[Opening Extract provided section]
How can we improve quality?

The Health Foundation believes that a combination of approaches is needed to ensure sustained improvements in healthcare quality.

There are a number of external influences that need to be considered and used, where possible, to drive improvements in quality. These include professional requirements, centralised government initiatives and economic drivers, such as the Commissioning Quality and Innovation (CQUIN) payment framework.

There are also a range of models and methods that individual organisations can put in place themselves. These were originally developed within an organisational or industrial context. Organisations develop and set their own goals, with full staff engagement, and employ a systematic approach to implementing change and monitoring progress.

The focus of this guide is on these organisational or industrial approaches to quality improvement. We believe they have an important part to play in transforming services and driving up quality.

What would improve quality?
[Closing Extract provided section]
[Opening Dataset records section]
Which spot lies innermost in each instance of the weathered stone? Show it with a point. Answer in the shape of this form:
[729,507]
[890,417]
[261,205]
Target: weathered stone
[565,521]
[Closing Dataset records section]
▶ [Aim of the task]:
Answer the following questions using the text on improving healthcare quality.
1. Which organization believes that a combination of approaches is needed to sustain improvements in healthcare quality?
2. What payment framework is named as an example of an economic driver?
3. In what context were the models and methods that organizations can put in place themselves originally developed?
The material was taken from a different source than the text.

▶ [Result below]:
1. The Health Foundation.
2. The Commissioning Quality and Innovation (CQUIN) payment framework.
3. An organizational or industrial context.